### WORK TO BE COMPLETED
Pick out each line of the material below that contains the string "cookie" and copy those lines. Matching is case-sensitive.

__________________________________________________

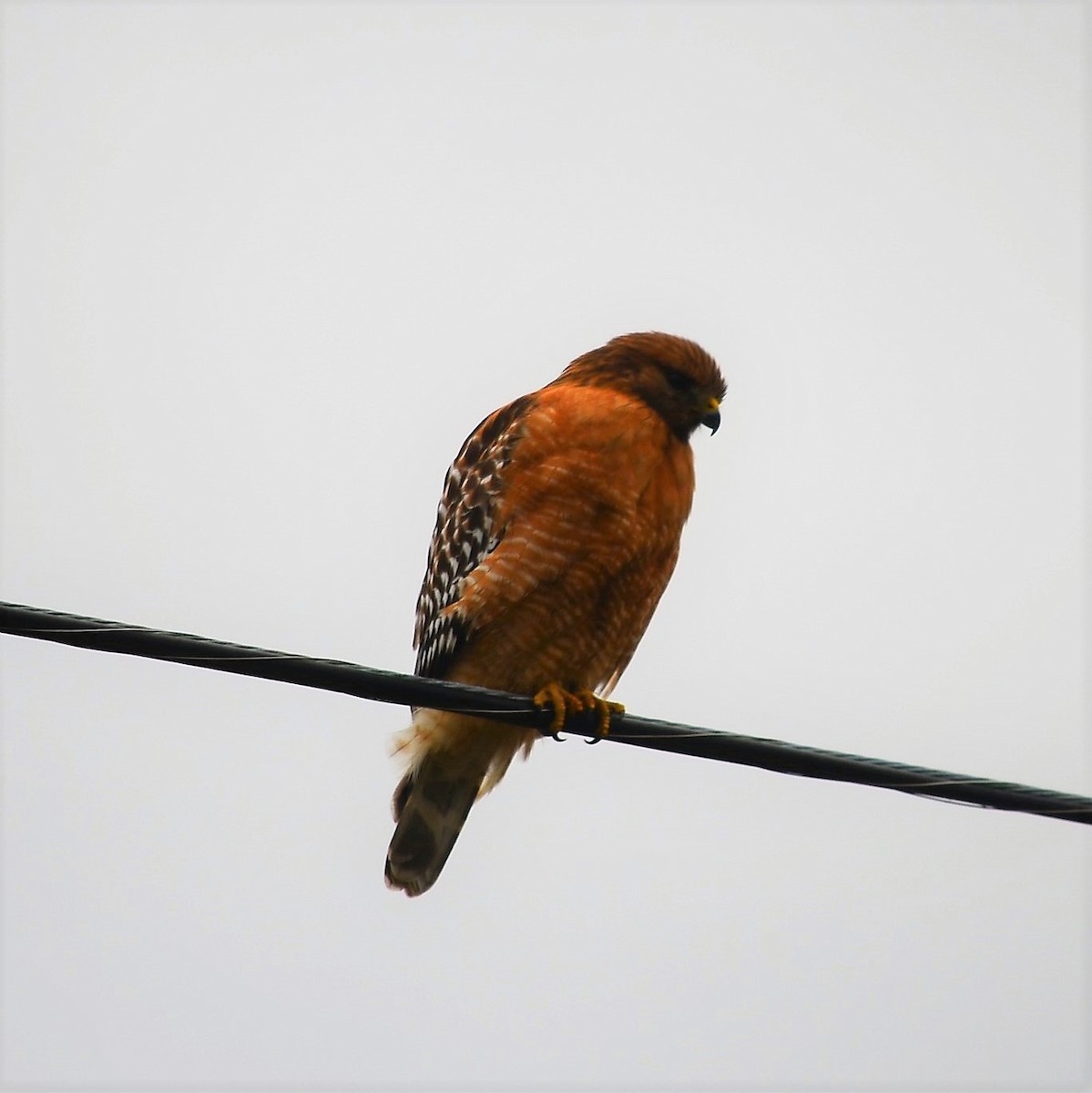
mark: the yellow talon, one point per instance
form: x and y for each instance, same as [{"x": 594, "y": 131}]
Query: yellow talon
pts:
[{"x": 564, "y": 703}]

__________________________________________________

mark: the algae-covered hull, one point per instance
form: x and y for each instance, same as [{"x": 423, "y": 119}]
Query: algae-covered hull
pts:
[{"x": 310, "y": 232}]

__________________________________________________

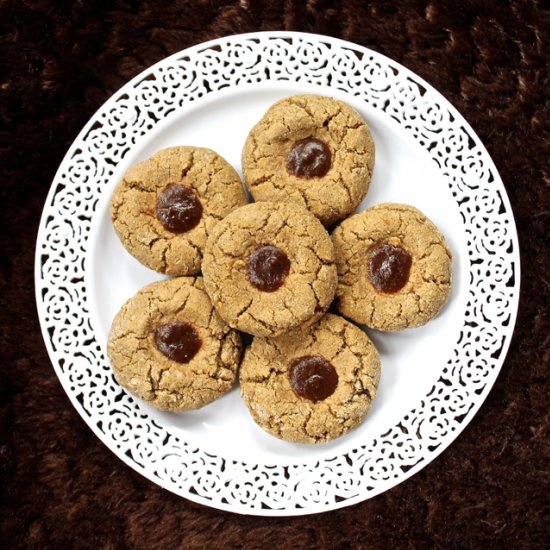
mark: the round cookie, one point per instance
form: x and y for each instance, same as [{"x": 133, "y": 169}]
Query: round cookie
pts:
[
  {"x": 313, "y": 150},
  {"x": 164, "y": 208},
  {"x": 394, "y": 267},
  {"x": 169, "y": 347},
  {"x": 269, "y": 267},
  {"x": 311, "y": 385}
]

__________________________________________________

### CORRECT ANSWER
mark: the round cookie, one point per instance
Query: round cookie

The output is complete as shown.